● Document passage:
How can you create a stand-alone business in record time?

A global firm looked to set up a subsidiary with operational capabilities in less than six months.

When a multinational conglomerate purchased 2,500 producing oil and gas wells in Texas, the nearly $1.5b deal marked the organization’s entry as an operator in the US onshore oil and gas market. Rather than integrate the new assets into the overarching business, the company decided to set up a stand-alone business to manage the wells and any future US oil and gas producing acquisitions. But starting a subsidiary from scratch created a complex set of challenges including:

  • Designing a lean organization and then executing on a rapid hiring plan to build the right team
  • Implementing an SAP enterprise resource planning (ERP) system to replace a customized system that had been built over 10 years
  • Deploying a field supervisory control and data acquisition (SCADA) system to operate the asset; selecting a leading-edge cloud-based provider instead of the more costly incumbent
  • Establishing a supply chain function with efficient systems and processes, which required onboarding more than 400 unique suppliers
  • Determining opening balance sheet for the newly acquired business as of the date of the transaction close; applying accounting policies established by the parent company under international financial reporting standards (IFRS)

● Task set:
a – In the passage on the oil and gas subsidiary, how many producing wells did the multinational conglomerate purchase in Texas?
b – Carry on with the passage on the oil and gas subsidiary, starting after its final bulleted item.

Labeled-object pointing entries:
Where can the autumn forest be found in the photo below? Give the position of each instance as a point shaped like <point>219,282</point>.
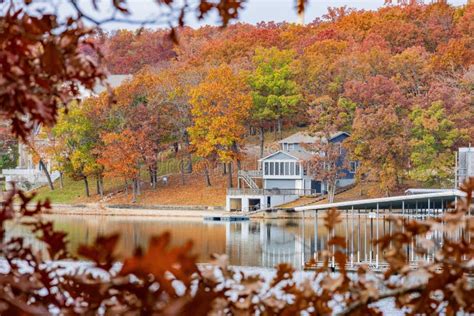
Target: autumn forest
<point>400,80</point>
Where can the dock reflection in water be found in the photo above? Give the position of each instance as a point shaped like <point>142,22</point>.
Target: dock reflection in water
<point>263,243</point>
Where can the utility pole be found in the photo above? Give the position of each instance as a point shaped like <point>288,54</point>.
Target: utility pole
<point>301,18</point>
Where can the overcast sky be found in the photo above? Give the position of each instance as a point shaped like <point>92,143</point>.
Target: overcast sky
<point>255,10</point>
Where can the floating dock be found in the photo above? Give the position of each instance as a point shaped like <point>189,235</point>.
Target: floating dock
<point>225,217</point>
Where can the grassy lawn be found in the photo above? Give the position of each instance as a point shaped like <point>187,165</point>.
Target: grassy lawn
<point>175,193</point>
<point>73,191</point>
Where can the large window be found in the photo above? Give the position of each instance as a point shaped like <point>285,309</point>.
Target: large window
<point>353,166</point>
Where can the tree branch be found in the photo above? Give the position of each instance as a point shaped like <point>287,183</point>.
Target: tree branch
<point>400,291</point>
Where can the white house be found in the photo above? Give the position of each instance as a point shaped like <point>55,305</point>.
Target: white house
<point>281,176</point>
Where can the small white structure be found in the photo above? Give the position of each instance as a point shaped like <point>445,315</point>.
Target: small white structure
<point>281,176</point>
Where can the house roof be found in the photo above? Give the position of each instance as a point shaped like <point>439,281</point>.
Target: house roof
<point>297,154</point>
<point>307,138</point>
<point>113,80</point>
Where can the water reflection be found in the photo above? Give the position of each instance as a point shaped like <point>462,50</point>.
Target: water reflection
<point>255,243</point>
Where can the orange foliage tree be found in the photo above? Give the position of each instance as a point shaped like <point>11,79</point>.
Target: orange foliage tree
<point>220,106</point>
<point>121,157</point>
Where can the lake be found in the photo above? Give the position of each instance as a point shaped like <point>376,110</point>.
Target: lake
<point>260,243</point>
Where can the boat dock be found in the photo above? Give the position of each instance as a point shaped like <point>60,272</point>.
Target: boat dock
<point>225,217</point>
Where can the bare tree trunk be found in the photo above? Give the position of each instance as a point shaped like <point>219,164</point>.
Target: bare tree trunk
<point>206,175</point>
<point>182,172</point>
<point>97,185</point>
<point>46,173</point>
<point>153,176</point>
<point>61,180</point>
<point>100,190</point>
<point>229,183</point>
<point>187,144</point>
<point>331,191</point>
<point>101,185</point>
<point>134,191</point>
<point>86,185</point>
<point>150,172</point>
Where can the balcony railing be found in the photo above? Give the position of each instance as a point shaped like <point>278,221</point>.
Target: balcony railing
<point>249,191</point>
<point>250,173</point>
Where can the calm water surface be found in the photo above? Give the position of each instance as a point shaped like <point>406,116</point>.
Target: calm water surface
<point>263,243</point>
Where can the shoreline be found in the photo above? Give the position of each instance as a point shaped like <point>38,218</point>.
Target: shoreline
<point>184,211</point>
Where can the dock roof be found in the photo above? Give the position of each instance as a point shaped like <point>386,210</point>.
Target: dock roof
<point>389,202</point>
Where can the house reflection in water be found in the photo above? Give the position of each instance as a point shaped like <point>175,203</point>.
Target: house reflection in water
<point>254,243</point>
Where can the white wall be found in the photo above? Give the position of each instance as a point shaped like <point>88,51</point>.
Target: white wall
<point>275,200</point>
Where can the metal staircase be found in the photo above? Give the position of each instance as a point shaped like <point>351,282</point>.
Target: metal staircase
<point>248,176</point>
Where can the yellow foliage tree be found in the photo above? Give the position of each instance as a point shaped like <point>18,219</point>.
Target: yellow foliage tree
<point>220,106</point>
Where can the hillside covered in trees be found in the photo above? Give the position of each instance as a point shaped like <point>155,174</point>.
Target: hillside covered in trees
<point>400,80</point>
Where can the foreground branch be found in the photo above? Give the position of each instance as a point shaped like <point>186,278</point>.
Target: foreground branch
<point>401,291</point>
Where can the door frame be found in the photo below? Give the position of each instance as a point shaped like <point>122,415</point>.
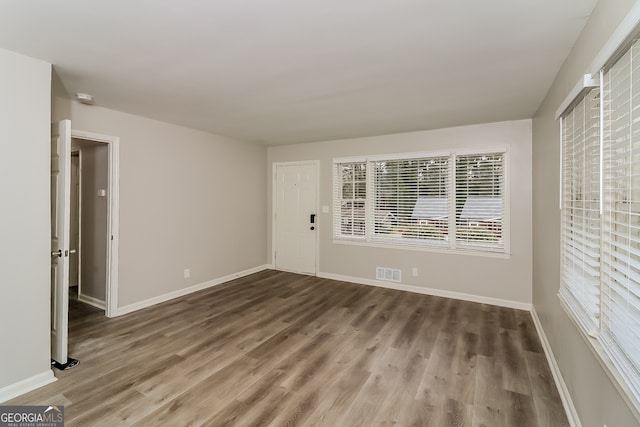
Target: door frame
<point>274,183</point>
<point>79,245</point>
<point>113,215</point>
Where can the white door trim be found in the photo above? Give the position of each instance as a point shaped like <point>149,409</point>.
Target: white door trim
<point>274,183</point>
<point>113,215</point>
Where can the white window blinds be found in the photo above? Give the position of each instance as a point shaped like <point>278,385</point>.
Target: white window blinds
<point>580,266</point>
<point>411,199</point>
<point>350,192</point>
<point>620,302</point>
<point>420,200</point>
<point>479,200</point>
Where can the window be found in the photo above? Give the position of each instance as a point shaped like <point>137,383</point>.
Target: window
<point>580,264</point>
<point>350,200</point>
<point>600,281</point>
<point>441,200</point>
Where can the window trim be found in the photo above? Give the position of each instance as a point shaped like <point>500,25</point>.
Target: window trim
<point>371,241</point>
<point>615,47</point>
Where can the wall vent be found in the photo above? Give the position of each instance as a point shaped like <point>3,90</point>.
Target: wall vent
<point>388,274</point>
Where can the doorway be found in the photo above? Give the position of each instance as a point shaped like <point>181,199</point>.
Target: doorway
<point>62,246</point>
<point>295,219</point>
<point>89,222</point>
<point>100,214</point>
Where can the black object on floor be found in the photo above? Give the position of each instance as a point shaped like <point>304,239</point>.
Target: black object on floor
<point>62,366</point>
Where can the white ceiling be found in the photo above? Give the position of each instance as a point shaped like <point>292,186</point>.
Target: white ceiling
<point>289,71</point>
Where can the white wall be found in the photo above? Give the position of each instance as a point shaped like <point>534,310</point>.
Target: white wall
<point>503,279</point>
<point>25,227</point>
<point>596,399</point>
<point>188,199</point>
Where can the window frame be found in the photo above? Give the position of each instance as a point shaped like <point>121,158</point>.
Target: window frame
<point>371,240</point>
<point>622,369</point>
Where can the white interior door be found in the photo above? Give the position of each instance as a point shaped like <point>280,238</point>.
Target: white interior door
<point>295,217</point>
<point>60,219</point>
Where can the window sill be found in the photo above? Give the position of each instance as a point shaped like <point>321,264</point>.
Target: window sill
<point>605,362</point>
<point>434,249</point>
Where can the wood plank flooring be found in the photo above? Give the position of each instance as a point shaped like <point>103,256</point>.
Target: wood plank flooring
<point>279,349</point>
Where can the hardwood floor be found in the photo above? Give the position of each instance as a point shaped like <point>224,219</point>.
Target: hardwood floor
<point>277,349</point>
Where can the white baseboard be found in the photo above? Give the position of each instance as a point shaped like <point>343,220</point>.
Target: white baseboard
<point>429,291</point>
<point>567,402</point>
<point>185,291</point>
<point>26,385</point>
<point>92,301</point>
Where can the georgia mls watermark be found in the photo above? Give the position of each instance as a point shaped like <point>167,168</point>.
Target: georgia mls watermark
<point>31,416</point>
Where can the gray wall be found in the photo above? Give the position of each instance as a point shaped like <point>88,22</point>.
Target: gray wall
<point>188,199</point>
<point>595,397</point>
<point>93,223</point>
<point>25,227</point>
<point>500,279</point>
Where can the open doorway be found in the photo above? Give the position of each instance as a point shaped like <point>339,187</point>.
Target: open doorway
<point>97,227</point>
<point>103,239</point>
<point>89,222</point>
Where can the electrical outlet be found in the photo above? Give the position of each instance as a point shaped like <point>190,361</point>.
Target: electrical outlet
<point>388,274</point>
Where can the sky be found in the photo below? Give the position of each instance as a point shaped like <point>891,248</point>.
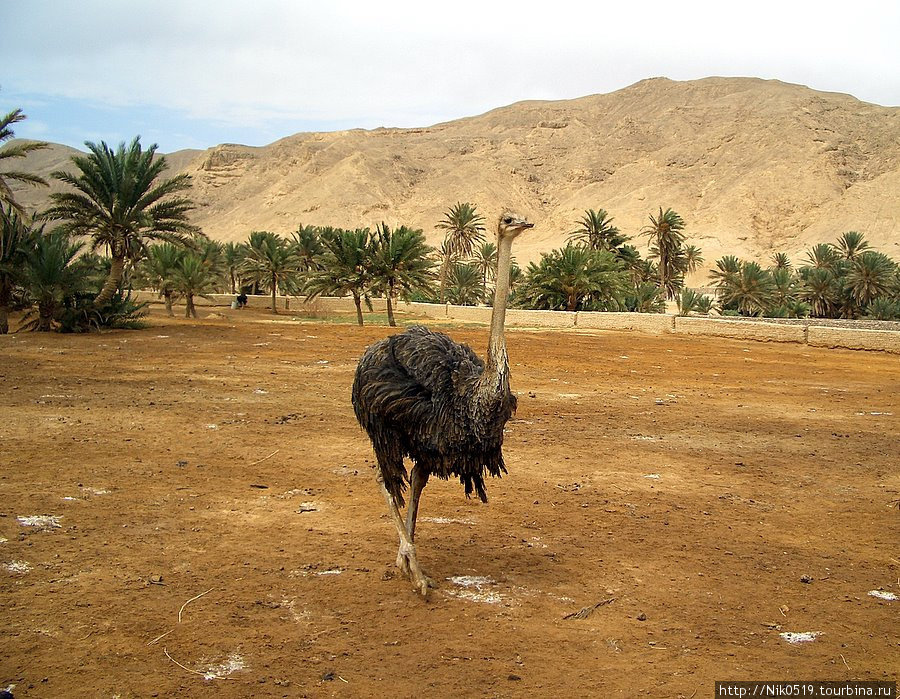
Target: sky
<point>196,73</point>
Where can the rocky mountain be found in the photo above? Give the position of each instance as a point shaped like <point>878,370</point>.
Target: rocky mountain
<point>753,166</point>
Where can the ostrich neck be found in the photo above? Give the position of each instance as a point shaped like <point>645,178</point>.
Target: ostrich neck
<point>495,380</point>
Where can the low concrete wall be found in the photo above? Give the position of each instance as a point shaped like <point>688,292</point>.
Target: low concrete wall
<point>884,340</point>
<point>877,340</point>
<point>740,330</point>
<point>428,310</point>
<point>470,314</point>
<point>642,322</point>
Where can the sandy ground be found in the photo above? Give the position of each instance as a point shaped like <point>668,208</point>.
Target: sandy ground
<point>217,531</point>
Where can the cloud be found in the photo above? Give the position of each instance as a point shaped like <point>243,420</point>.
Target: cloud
<point>412,63</point>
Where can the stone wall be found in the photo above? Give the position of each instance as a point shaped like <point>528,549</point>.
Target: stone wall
<point>741,330</point>
<point>880,340</point>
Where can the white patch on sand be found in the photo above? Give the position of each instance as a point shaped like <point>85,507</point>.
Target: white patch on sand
<point>800,636</point>
<point>17,567</point>
<point>473,589</point>
<point>446,520</point>
<point>40,521</point>
<point>232,663</point>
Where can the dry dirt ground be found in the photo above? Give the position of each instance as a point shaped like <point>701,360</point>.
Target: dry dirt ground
<point>218,531</point>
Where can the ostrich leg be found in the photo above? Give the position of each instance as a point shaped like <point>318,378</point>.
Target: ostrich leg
<point>406,557</point>
<point>417,481</point>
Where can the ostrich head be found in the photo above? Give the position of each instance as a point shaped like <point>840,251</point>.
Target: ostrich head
<point>511,225</point>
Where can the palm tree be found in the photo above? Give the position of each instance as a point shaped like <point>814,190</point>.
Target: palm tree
<point>120,204</point>
<point>823,256</point>
<point>158,268</point>
<point>693,258</point>
<point>17,150</point>
<point>645,297</point>
<point>308,245</point>
<point>666,239</point>
<point>869,276</point>
<point>787,287</point>
<point>851,244</point>
<point>192,277</point>
<point>596,231</point>
<point>15,238</point>
<point>465,286</point>
<point>485,259</point>
<point>464,228</point>
<point>232,260</point>
<point>576,278</point>
<point>50,274</point>
<point>271,262</point>
<point>345,266</point>
<point>401,264</point>
<point>821,291</point>
<point>780,260</point>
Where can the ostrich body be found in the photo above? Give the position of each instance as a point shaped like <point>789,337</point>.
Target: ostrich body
<point>423,396</point>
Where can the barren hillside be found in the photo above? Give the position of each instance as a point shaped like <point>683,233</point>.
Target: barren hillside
<point>752,166</point>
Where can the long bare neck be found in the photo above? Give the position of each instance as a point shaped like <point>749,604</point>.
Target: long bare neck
<point>496,373</point>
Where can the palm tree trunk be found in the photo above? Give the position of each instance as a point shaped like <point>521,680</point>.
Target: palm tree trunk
<point>445,268</point>
<point>116,272</point>
<point>274,293</point>
<point>358,301</point>
<point>45,316</point>
<point>390,294</point>
<point>5,293</point>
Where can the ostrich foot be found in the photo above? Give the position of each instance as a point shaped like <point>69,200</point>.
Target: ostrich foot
<point>409,565</point>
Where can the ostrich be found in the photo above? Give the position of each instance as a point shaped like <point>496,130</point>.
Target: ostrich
<point>421,395</point>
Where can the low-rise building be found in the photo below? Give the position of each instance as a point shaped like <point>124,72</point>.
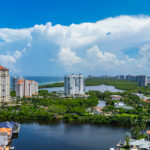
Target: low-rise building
<point>116,97</point>
<point>122,105</point>
<point>26,88</point>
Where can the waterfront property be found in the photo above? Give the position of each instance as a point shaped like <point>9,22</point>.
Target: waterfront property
<point>26,88</point>
<point>4,84</point>
<point>15,80</point>
<point>122,105</point>
<point>139,144</point>
<point>116,97</point>
<point>74,85</point>
<point>7,129</point>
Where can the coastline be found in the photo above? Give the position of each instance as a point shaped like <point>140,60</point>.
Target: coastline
<point>118,84</point>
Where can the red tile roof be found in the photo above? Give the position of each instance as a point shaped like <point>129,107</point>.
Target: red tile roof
<point>2,68</point>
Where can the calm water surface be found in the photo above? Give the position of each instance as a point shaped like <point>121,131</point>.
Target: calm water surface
<point>101,88</point>
<point>62,136</point>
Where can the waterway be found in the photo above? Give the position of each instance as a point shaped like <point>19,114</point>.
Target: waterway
<point>66,136</point>
<point>101,88</point>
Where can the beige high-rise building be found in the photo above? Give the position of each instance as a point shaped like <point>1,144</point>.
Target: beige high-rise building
<point>4,84</point>
<point>26,88</point>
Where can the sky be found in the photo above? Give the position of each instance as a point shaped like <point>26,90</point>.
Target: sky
<point>58,37</point>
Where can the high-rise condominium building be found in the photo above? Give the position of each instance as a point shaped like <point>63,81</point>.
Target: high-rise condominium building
<point>142,80</point>
<point>4,84</point>
<point>15,80</point>
<point>74,85</point>
<point>26,88</point>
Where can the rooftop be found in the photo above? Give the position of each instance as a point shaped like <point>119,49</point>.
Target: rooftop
<point>3,69</point>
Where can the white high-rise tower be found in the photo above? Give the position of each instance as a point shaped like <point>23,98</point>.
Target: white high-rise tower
<point>74,85</point>
<point>4,84</point>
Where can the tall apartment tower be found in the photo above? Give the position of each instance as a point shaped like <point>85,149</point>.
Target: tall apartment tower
<point>142,80</point>
<point>74,85</point>
<point>26,88</point>
<point>4,84</point>
<point>15,80</point>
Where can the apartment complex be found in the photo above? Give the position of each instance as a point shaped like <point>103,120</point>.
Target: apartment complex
<point>15,80</point>
<point>74,85</point>
<point>26,88</point>
<point>4,84</point>
<point>142,80</point>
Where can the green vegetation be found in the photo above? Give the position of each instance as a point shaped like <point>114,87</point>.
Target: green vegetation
<point>53,107</point>
<point>119,84</point>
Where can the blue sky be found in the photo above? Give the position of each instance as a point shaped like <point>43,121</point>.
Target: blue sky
<point>57,37</point>
<point>27,13</point>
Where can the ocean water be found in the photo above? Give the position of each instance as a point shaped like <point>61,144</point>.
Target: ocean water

● Responses per task:
a – 2,500 producing oil and gas wells.

b –
The deal construct required that the new company would take over full operations on an aggressive six-month timeline. That meant moving at an accelerated pace to stand up the new organization, deploy the IT infrastructure and implement the financial ERP system. The company turned to Ernst & Young LLP (EY), which has extensive experience in the upstream oil and gas industry and a proven track record of leading both strategy and technology transformation projects.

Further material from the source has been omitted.